**Problem statement**. Produce an exact copy of the lines from the line that contains "Check that every instance of the tall" to the end of the listing below.

**Source records**.
_ _ _ _ _

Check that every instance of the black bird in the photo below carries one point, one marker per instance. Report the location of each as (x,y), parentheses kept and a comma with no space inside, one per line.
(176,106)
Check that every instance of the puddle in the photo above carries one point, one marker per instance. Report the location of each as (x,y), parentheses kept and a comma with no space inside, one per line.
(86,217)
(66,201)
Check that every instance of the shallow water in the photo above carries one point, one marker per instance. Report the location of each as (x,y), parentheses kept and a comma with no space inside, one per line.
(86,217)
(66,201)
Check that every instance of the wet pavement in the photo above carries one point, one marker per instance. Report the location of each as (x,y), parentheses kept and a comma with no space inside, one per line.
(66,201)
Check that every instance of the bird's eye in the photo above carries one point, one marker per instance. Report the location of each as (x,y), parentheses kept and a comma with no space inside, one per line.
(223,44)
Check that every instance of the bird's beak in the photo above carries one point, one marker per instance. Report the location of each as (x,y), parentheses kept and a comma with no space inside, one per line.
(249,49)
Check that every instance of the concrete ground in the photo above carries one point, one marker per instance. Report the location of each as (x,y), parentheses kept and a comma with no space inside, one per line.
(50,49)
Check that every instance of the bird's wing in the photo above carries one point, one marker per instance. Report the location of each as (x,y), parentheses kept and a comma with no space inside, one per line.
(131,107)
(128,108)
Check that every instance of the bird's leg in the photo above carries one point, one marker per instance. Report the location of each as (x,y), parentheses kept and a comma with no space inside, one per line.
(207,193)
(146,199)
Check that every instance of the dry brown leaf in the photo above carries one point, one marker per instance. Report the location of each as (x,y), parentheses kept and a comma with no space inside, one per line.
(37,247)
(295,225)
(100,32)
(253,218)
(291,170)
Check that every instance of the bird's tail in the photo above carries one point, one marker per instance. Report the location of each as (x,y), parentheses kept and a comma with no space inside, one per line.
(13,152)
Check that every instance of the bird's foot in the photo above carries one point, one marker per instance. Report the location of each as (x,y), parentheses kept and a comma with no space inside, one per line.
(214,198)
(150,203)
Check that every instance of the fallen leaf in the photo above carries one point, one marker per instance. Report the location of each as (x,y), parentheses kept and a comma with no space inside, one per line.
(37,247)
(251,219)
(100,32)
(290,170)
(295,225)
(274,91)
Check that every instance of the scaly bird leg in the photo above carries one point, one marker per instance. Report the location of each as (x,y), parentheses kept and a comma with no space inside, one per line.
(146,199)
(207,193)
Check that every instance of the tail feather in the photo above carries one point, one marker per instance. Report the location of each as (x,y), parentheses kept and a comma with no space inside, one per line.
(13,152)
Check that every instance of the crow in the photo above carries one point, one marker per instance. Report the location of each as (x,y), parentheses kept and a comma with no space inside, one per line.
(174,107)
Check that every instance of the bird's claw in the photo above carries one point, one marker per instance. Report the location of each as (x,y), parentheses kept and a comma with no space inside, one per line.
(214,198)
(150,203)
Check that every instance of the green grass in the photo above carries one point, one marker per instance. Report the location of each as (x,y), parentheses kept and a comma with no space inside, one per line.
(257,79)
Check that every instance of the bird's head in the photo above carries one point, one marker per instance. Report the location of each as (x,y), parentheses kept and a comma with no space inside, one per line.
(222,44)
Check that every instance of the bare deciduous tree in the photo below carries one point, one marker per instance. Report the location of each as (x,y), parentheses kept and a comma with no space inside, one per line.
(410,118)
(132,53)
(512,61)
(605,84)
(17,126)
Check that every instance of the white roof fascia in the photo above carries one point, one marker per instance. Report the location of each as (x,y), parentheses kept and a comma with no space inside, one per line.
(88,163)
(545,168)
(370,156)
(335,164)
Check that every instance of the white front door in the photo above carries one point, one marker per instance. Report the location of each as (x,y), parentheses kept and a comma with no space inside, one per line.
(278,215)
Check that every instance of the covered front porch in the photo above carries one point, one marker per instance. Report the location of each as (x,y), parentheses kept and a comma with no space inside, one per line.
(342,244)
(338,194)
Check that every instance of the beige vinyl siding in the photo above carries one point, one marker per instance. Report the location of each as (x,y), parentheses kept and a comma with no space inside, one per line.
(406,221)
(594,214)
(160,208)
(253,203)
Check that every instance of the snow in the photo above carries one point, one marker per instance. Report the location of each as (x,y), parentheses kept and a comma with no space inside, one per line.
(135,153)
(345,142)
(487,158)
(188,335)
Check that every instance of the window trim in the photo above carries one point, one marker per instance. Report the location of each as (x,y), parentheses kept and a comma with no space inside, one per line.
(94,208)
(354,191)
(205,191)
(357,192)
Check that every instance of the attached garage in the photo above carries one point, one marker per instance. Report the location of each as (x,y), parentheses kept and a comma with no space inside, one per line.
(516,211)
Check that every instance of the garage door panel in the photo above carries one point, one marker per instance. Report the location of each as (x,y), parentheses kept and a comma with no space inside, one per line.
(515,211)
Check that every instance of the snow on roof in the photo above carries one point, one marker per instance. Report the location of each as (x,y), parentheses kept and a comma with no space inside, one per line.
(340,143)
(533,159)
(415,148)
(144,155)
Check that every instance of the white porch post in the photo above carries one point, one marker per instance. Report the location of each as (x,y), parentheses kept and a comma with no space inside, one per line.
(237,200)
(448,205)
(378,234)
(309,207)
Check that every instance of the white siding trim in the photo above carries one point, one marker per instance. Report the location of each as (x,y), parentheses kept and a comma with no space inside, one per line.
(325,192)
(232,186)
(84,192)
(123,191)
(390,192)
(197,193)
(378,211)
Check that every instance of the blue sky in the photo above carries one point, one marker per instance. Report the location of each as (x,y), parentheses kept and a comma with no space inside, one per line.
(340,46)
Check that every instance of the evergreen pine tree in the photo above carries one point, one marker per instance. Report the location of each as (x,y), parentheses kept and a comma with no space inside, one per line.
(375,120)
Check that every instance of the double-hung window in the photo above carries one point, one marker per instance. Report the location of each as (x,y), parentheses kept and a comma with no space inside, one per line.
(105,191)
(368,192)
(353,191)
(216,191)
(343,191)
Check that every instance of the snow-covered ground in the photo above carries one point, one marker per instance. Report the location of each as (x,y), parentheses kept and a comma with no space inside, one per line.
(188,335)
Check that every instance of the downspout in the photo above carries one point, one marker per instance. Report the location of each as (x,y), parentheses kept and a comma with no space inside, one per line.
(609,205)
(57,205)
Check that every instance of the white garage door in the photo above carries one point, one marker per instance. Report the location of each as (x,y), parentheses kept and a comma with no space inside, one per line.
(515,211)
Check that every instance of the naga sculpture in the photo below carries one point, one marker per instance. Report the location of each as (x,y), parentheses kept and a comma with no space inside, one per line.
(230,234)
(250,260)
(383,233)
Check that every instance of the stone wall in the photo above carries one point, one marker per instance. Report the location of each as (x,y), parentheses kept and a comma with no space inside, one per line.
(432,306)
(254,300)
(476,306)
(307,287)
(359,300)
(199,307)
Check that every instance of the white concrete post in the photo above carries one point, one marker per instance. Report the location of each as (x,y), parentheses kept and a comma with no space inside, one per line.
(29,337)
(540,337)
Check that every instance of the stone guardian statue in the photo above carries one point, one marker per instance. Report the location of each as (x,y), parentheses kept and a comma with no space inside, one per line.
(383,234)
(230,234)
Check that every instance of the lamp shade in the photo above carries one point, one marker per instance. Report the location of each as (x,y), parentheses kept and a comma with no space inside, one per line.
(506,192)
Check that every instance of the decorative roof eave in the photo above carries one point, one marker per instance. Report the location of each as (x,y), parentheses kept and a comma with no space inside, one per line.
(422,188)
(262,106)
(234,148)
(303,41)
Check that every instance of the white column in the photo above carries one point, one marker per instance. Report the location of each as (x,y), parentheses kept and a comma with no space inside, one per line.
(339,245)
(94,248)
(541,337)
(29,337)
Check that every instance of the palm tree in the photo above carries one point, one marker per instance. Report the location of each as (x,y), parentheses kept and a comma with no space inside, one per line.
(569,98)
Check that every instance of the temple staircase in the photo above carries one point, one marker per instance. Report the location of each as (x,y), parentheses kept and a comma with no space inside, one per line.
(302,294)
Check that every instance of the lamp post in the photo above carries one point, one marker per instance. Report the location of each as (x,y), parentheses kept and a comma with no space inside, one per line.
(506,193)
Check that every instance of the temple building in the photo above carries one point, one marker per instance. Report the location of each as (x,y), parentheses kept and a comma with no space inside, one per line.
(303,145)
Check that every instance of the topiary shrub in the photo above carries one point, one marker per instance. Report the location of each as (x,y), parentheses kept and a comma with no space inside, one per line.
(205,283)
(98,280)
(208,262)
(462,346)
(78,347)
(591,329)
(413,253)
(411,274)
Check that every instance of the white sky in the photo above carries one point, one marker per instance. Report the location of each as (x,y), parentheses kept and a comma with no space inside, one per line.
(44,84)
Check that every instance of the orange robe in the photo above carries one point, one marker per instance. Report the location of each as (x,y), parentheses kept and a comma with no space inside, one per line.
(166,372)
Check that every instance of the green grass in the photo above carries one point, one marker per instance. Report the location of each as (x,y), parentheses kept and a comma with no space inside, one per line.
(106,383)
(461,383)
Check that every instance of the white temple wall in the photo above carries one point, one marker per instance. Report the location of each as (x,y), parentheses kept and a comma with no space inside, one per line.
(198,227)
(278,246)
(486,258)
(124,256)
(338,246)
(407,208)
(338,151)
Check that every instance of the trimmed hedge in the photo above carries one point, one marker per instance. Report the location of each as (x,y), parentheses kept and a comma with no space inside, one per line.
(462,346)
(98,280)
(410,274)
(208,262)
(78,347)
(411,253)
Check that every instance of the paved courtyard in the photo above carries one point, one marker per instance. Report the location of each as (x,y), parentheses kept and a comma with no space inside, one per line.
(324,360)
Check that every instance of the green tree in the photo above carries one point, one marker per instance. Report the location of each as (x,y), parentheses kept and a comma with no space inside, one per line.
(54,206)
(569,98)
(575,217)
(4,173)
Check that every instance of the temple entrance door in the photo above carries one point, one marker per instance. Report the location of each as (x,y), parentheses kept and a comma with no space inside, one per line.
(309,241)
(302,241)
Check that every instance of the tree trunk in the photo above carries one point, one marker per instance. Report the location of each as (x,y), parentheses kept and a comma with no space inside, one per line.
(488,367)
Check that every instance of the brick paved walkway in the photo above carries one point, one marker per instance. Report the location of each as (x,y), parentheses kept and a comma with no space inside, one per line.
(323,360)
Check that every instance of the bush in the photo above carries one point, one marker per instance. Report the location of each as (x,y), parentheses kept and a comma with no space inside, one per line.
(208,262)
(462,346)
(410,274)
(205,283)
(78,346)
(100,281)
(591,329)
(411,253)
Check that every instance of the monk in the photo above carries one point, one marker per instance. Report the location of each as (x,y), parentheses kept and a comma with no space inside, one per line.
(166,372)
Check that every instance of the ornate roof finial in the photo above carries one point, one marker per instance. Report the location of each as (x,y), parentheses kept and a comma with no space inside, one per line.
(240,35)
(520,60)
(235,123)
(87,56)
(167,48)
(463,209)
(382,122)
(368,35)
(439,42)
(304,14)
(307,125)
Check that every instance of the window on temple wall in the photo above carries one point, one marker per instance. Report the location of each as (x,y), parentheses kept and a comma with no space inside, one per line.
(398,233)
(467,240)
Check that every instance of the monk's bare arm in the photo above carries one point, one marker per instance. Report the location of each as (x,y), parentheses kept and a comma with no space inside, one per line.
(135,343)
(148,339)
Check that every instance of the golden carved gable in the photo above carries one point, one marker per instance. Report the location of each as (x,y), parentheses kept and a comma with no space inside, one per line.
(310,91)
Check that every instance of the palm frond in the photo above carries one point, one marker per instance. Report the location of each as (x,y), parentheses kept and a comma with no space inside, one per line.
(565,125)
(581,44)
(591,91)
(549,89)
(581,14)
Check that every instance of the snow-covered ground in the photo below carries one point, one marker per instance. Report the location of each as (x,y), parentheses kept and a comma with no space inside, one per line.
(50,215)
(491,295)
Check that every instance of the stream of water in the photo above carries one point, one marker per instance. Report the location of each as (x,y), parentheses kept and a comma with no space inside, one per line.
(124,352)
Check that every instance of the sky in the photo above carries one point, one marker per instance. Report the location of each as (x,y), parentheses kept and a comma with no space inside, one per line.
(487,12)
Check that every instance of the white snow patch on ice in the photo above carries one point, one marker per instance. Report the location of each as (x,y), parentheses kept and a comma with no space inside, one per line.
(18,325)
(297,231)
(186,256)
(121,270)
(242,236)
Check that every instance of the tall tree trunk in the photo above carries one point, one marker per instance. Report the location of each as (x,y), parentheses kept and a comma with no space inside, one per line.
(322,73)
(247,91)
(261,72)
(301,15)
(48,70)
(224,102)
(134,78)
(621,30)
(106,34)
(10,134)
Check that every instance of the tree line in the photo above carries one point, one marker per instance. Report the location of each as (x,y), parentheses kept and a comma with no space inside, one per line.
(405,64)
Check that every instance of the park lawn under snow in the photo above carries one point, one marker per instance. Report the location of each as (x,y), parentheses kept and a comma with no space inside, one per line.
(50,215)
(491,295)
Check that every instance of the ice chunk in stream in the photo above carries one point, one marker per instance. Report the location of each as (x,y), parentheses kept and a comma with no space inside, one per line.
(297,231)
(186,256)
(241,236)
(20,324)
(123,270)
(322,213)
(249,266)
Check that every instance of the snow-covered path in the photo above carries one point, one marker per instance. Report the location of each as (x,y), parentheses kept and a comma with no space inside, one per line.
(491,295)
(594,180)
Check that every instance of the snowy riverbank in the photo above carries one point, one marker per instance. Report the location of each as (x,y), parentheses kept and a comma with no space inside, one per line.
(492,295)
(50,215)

_ _ _ _ _

**Written reply**.
Check that every instance of the tall tree trunk in the photo above carries one point, one marker per instance. Report the location of each as (x,y), parentheses kept and a comma with no space inside, one per line.
(322,73)
(247,91)
(261,72)
(301,15)
(48,70)
(224,102)
(134,78)
(621,30)
(106,34)
(10,134)
Check that every instance of the tree line in the photo above carries one point, one marker per instance. Report the location of each as (x,y), parentheses kept and a comma with no space inside, one per line.
(405,64)
Check that every instance of the park lawn under snow in the photo above carries one point, one marker per instance. Report the location of each as (x,y), parentheses kept and a comma with no space inside, one per line.
(50,215)
(491,295)
Check that every instance of the ice chunk in stream in the photo above carries one point, one marker per instance. Report the location of each as (x,y), parentheses kept and a comma with no space inside, one per line.
(297,231)
(186,256)
(241,236)
(20,324)
(123,270)
(322,213)
(249,266)
Check that every instance of the snow-covered path in the photo above carries one point, one marker per instance. Report the location of each as (x,y), parentheses kept and a comma with no space inside, one per line.
(491,295)
(594,180)
Check that every instance of the snowy riverbank in the photo above carries one point, one marker per instance. Report the location of each as (x,y), parentheses kept and a comma with no space inside, one per line.
(492,295)
(50,215)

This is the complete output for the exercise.